* _YOUR GOAL_: Retype the data in its entirety, with no word changed.
BEGIN ENTRIES PROVIDED
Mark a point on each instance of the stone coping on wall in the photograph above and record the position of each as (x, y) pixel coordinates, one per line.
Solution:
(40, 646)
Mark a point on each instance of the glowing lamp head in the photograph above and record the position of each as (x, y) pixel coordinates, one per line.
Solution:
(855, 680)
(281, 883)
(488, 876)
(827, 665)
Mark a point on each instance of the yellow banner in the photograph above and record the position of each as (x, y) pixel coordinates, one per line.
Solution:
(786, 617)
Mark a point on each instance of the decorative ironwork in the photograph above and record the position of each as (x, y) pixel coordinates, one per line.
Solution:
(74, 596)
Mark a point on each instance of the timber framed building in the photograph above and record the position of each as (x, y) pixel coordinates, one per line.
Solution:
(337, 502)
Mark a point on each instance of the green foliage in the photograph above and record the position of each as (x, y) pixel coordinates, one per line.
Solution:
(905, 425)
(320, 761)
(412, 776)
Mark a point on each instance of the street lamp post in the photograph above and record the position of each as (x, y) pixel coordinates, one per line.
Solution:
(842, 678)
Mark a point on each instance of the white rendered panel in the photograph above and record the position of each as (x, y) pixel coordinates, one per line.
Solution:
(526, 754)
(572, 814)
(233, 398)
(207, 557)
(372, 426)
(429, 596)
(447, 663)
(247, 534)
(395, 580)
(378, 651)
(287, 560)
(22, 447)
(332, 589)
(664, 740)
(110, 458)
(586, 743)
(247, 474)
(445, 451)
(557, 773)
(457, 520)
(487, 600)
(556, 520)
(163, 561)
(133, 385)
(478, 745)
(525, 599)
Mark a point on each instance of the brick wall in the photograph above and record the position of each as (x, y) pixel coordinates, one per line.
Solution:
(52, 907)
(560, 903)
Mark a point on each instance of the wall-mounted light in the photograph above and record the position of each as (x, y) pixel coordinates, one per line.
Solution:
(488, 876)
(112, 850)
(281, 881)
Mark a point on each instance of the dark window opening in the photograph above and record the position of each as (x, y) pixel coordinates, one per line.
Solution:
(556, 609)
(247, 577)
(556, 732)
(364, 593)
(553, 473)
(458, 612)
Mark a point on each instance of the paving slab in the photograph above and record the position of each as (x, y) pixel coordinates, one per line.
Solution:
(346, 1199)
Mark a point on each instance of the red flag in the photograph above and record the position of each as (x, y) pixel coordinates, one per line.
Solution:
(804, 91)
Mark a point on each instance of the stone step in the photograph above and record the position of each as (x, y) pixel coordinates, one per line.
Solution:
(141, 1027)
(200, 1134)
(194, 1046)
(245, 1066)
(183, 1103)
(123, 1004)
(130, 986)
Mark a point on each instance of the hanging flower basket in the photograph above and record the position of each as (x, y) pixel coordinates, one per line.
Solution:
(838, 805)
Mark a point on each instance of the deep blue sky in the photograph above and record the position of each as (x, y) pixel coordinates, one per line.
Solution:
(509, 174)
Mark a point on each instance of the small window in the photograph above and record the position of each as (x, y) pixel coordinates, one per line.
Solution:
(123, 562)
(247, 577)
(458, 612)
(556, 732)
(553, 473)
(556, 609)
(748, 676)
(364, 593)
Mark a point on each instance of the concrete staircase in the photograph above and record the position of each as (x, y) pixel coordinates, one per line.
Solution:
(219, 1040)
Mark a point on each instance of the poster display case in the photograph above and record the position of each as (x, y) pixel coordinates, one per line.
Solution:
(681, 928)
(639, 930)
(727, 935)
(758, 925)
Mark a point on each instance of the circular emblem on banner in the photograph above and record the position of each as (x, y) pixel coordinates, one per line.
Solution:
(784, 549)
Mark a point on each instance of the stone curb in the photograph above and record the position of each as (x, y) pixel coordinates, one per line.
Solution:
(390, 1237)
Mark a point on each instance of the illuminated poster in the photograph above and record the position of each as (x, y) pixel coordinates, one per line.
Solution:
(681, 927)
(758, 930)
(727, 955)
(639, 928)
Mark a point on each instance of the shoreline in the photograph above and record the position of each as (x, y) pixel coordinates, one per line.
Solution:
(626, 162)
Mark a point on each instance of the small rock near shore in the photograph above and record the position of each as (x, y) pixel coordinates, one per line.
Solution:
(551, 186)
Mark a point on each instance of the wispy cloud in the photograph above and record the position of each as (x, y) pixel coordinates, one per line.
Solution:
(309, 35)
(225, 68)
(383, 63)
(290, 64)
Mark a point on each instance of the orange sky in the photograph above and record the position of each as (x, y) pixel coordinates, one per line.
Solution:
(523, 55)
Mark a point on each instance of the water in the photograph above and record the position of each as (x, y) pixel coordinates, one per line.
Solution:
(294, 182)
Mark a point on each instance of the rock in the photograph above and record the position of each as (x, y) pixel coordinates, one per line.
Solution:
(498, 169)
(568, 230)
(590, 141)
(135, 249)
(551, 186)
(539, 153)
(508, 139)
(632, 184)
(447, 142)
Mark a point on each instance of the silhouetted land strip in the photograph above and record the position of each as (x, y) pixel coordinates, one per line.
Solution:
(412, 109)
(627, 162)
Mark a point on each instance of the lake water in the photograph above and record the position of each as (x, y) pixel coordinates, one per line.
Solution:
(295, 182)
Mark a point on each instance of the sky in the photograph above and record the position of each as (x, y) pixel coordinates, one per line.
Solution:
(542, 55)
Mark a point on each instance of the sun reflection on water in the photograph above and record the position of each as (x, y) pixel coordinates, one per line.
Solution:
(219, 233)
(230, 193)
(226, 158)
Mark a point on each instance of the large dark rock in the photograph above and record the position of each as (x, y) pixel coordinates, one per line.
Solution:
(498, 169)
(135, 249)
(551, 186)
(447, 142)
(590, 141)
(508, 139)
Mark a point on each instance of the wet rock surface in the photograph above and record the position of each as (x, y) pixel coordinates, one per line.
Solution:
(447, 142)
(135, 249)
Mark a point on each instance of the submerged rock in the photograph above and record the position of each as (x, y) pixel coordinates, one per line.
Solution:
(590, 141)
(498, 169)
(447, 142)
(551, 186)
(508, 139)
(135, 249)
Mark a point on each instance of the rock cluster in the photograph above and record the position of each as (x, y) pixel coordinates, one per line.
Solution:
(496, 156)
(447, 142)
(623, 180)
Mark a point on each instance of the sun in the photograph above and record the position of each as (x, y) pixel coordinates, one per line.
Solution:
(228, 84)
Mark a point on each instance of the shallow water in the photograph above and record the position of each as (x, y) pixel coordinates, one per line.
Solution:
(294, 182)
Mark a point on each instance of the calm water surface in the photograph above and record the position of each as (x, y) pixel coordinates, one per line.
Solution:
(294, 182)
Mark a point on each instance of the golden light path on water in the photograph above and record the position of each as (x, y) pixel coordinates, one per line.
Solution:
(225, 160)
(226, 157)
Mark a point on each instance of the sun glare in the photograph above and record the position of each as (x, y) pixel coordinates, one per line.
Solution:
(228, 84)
END ENTRIES PROVIDED
* _TASK RESPONSE_:
Mark a point on each instance of the stone coping on wall in the photograph above and record the position of each as (x, y) pixel coordinates, one per line.
Solution:
(40, 646)
Mark a point on each instance of the glowing lamp head in the photograph above and record the position of each as (x, y) pixel coordinates, one per line.
Solution:
(855, 680)
(281, 883)
(488, 876)
(827, 665)
Mark a point on each instance of the yellow banner in the photograph above and record the position of each as (x, y) pixel coordinates, one per line.
Solution:
(786, 617)
Mark a point on each instance of the decorative ironwork in the photograph above and record the position of each as (x, y) pixel coordinates, one per line.
Solution:
(74, 596)
Mark a point on each instance of the timber framed building in the photograph above and record the position of each as (x, y) pixel coordinates, one per line.
Solution:
(337, 502)
Mark a point on each instance of the green foliage in the photograph above and record the position of each as (x, y) pixel coordinates, one per line.
Solution:
(905, 425)
(320, 761)
(412, 776)
Mark a point on each instance of the street lamp post in the photograph above and record the position of each as (x, y) pixel coordinates, one per line.
Solution:
(842, 678)
Mark a point on each instance of the white rendered panel in the photograph above and record the position of each as (x, y) pixel coordinates, one per line.
Solution:
(526, 754)
(572, 814)
(233, 398)
(207, 557)
(372, 426)
(429, 596)
(447, 663)
(247, 534)
(395, 580)
(378, 651)
(287, 560)
(22, 447)
(332, 589)
(664, 740)
(110, 458)
(586, 743)
(247, 474)
(445, 451)
(557, 773)
(457, 520)
(487, 600)
(556, 520)
(163, 561)
(133, 385)
(478, 745)
(525, 599)
Mark a point on each instance of the brick wall in the photograph above and record the position of each as (x, y) pixel coordinates, one per line.
Solution:
(52, 907)
(560, 903)
Mark a point on each instance of the wall-mounted light in the photograph above and record the position of each as (x, y) pixel coordinates, one per line.
Solution:
(488, 876)
(112, 850)
(281, 881)
Mark a point on each instance of the dark window opening in the photograph above and record the position of each as (x, y) pixel coordinates, one per line.
Solution:
(556, 609)
(247, 577)
(556, 732)
(364, 593)
(553, 473)
(458, 612)
Mark a point on each instance of the paving slab in the photograph above and record the position of each as (x, y) pixel coordinates, one per line.
Solution:
(346, 1199)
Mark a point on each instance of the red flag in the photograph above and record the position of each as (x, y) pixel coordinates, one per line.
Solution:
(804, 91)
Mark a point on each instance of the stone step in the photograph above and record the position of each as (x, y) pixel coordinates, one per line.
Solution:
(141, 1027)
(200, 1134)
(194, 1046)
(245, 1066)
(183, 1103)
(123, 1004)
(130, 986)
Mark a point on each instance of the hanging flower basket in the photograph above and record the position of each as (x, y) pixel coordinates, one per line.
Solution:
(838, 805)
Mark a point on each instance of the deep blue sky in the photograph above and record the position of each as (x, y) pixel coordinates, one per line.
Solution:
(509, 174)
Mark a point on each instance of the small window in the photograph above and record the position of each as (x, y) pixel coordinates, one per line.
Solution:
(123, 562)
(247, 577)
(458, 612)
(556, 732)
(553, 473)
(556, 609)
(748, 676)
(364, 593)
Mark a point on each instance of the concrete staircase in the photograph above and record the position of each as (x, y) pixel coordinates, one per line.
Solution:
(219, 1040)
Mark a point on each instance of the poster display case in the photograph above and record the position of each as (x, y) pixel coordinates, one per line.
Solution:
(681, 928)
(639, 930)
(727, 935)
(758, 925)
Mark a point on each instance of the circular emblem on banner in the photograph above and record the position of each as (x, y) pixel coordinates, one per line.
Solution:
(784, 549)
Mark a point on each instance of the stone curb in the photograph above and record the position of each as (x, y) pixel coordinates, one per line.
Solution:
(390, 1237)
Mark a point on each instance of the illuminated poster in the photograph above and record the position of each as (x, y) pixel coordinates, one per line.
Solution:
(681, 927)
(758, 930)
(727, 955)
(639, 928)
Mark a point on each instance of the shoreline in the photograph above and record the position of each as (x, y) pixel coordinates, one per line.
Solution:
(626, 162)
Mark a point on each instance of the small rock near shore in the photograph above and record the position of each as (x, y) pixel coordinates, one per line.
Solution:
(551, 186)
Mark a point on each instance of the wispy cloud in the photograph above and record the position of each as (x, y) pixel coordinates, one per line.
Solution:
(309, 35)
(225, 68)
(383, 63)
(290, 64)
Mark a point on each instance of the orange sky in the photograph above and record the position of each as (x, y) pixel coordinates, one per line.
Solution:
(523, 55)
Mark a point on each instance of the water in the photograph above and record the position of each as (x, y) pixel coordinates, one per line.
Solution:
(294, 182)
Mark a point on each instance of the rock in the photograph above and record the position of each as (x, y) pixel coordinates, one per line.
Solution:
(498, 169)
(568, 230)
(590, 141)
(135, 249)
(551, 186)
(539, 153)
(508, 139)
(632, 184)
(447, 142)
Mark a point on each instance of the silhouetted land strip in the photograph above and record the position of each as (x, y) pixel coordinates, one per line.
Solution:
(412, 109)
(627, 162)
Mark a point on each instance of the lake water in the photograph above and record the position of each as (x, y) pixel coordinates, one per line.
Solution:
(295, 182)
Mark a point on each instance of the sky in the photograph above and record the position of each as (x, y) pixel coordinates, one per line.
Solution:
(542, 55)
Mark a point on each instance of the sun reflection on water in the photograph above and record the position of each as (x, y) pixel coordinates, one per line.
Solution:
(219, 233)
(230, 193)
(226, 158)
Mark a point on each instance of the large dark rock in the photograph above and record the position of each as (x, y) pixel coordinates, one per line.
Solution:
(498, 169)
(135, 249)
(551, 186)
(447, 142)
(590, 141)
(508, 139)
Mark a point on each instance of the wet rock surface in the photograph above and record the position of each as (x, y) pixel coordinates, one per line.
Solution:
(447, 142)
(135, 249)
Mark a point on each instance of the submerged rock in the photograph above and record the position of each as (x, y) pixel coordinates, one per line.
Solution:
(590, 141)
(498, 169)
(447, 142)
(551, 186)
(508, 139)
(135, 249)
Mark a point on each instance of the rock cluster in the photograph above and record the position of each as (x, y) pixel coordinates, one per line.
Solution:
(496, 156)
(447, 142)
(623, 180)
Mark a point on each instance of the sun in the photograph above and record the position of each as (x, y) pixel coordinates, one per line.
Solution:
(228, 84)
Mark a point on each instance of the shallow water in the photograph above and record the position of each as (x, y) pixel coordinates, one per line.
Solution:
(294, 182)
Mark a point on each instance of the calm water surface in the photograph above and record the position of each as (x, y) pixel coordinates, one per line.
Solution:
(294, 182)
Mark a point on each instance of the golden light path on water in the photograph above and record the position of each as (x, y) pixel coordinates, one per line.
Solution:
(225, 160)
(226, 157)
Mark a point on each instance of the sun glare in the photograph above and record the position of each as (x, y) pixel coordinates, one per line.
Solution:
(228, 84)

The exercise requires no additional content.